**Given instruction**
Transcribe all records exactly.

**Provided material**

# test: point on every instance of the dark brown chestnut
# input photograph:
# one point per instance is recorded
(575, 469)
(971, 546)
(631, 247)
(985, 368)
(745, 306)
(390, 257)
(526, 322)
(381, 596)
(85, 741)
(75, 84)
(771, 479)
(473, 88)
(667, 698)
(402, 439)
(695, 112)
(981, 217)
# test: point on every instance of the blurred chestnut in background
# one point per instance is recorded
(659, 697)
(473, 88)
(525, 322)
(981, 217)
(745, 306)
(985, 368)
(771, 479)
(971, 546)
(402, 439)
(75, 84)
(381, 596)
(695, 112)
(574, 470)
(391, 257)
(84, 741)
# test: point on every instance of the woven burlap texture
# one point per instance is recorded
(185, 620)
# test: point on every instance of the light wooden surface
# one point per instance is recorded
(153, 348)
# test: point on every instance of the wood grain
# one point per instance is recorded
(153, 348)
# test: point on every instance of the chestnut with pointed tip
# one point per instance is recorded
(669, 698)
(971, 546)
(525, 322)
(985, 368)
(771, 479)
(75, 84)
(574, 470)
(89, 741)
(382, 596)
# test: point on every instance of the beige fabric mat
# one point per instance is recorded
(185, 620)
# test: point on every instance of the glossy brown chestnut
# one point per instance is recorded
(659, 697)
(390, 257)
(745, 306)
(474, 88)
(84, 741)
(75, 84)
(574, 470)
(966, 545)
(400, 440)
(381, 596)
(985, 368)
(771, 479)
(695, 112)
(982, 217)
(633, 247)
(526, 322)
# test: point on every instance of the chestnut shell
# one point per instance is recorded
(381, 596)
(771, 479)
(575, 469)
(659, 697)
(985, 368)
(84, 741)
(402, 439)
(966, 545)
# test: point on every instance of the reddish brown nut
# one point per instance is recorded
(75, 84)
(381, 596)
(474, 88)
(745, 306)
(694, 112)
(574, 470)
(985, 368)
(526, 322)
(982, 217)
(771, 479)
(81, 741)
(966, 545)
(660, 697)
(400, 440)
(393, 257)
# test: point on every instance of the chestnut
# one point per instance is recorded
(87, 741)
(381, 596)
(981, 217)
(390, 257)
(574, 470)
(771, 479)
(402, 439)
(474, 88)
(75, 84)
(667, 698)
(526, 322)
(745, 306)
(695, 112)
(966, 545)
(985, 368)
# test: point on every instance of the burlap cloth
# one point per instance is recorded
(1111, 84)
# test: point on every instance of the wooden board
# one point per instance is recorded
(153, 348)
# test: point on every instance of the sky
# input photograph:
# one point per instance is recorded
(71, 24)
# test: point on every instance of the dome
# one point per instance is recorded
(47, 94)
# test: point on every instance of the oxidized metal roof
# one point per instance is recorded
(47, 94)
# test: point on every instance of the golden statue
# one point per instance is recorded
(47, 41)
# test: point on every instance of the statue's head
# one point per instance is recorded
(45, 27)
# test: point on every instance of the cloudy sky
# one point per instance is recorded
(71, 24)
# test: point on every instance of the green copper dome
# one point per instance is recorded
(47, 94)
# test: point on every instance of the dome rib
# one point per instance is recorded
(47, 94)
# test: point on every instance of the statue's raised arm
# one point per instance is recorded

**Exercise result**
# test: point on every instance of the dark brown chestnut
# input photograph:
# one point per instance is recorded
(575, 469)
(971, 546)
(631, 247)
(985, 368)
(745, 306)
(390, 257)
(526, 322)
(381, 596)
(85, 741)
(75, 84)
(771, 479)
(473, 88)
(667, 698)
(402, 439)
(695, 112)
(981, 217)
# test: point on every instance of the blurred chestnut in background
# one point per instance is recorded
(659, 697)
(473, 88)
(525, 322)
(981, 217)
(745, 306)
(985, 368)
(771, 479)
(971, 546)
(402, 439)
(75, 84)
(381, 596)
(695, 112)
(574, 470)
(391, 257)
(84, 741)
# test: point on every instance of the woven burlap texture
# one point per instance is recorded
(185, 620)
# test: point on every instance of the light wooden surface
# one point per instance is recorded
(153, 348)
# test: point on every instance of the wood grain
# one point per instance is recorded
(153, 348)
# test: point on every instance of the chestnut with pointed tip
# one point per instance is recorded
(669, 698)
(971, 546)
(525, 322)
(985, 368)
(771, 479)
(75, 84)
(574, 470)
(89, 741)
(382, 596)
# test: point on every instance of the beige fabric mat
# one point per instance is recorded
(185, 620)
# test: point on every instance of the glossy brown chestnut
# one point per instance is recorded
(659, 697)
(390, 257)
(745, 306)
(474, 88)
(84, 741)
(75, 84)
(574, 470)
(966, 545)
(400, 440)
(381, 596)
(985, 368)
(771, 479)
(695, 112)
(982, 217)
(633, 247)
(526, 322)
# test: point on every instance of the chestnut shell
# one point per instance is recorded
(381, 596)
(771, 479)
(575, 469)
(659, 697)
(985, 368)
(84, 741)
(402, 439)
(966, 545)
# test: point on every instance of the reddish brown nut
# one point per instance is recorded
(75, 84)
(381, 596)
(474, 88)
(745, 306)
(694, 112)
(574, 470)
(985, 368)
(526, 322)
(982, 217)
(771, 479)
(81, 741)
(966, 545)
(660, 697)
(400, 440)
(393, 257)
# test: point on every instance of the chestnut
# one point per instance is recorded
(87, 741)
(381, 596)
(981, 217)
(390, 257)
(574, 470)
(771, 479)
(402, 439)
(474, 88)
(75, 84)
(667, 698)
(526, 322)
(745, 306)
(695, 112)
(966, 545)
(985, 368)
# test: point on every instance of the burlap cloth
# one point per instance is recorded
(1111, 84)
# test: point on every instance of the wooden board
# one point per instance is recorded
(153, 348)
# test: point on every instance of the sky
# input photograph:
# one point per instance is recorded
(71, 24)
# test: point on every instance of the dome
# one point per instance is recorded
(47, 94)
# test: point on every instance of the oxidized metal roof
# one point per instance is recorded
(47, 94)
# test: point on every instance of the golden statue
# one point per instance is recorded
(47, 41)
# test: point on every instance of the statue's head
# one point per instance is recorded
(45, 27)
# test: point on every instance of the cloudy sky
# one point per instance is recorded
(71, 24)
# test: point on every instance of the green copper dome
# one point per instance is recorded
(47, 94)
# test: point on every instance of the dome rib
# one point per instance is recorded
(47, 94)
# test: point on every instance of the statue's raised arm
# one point per instance is recorded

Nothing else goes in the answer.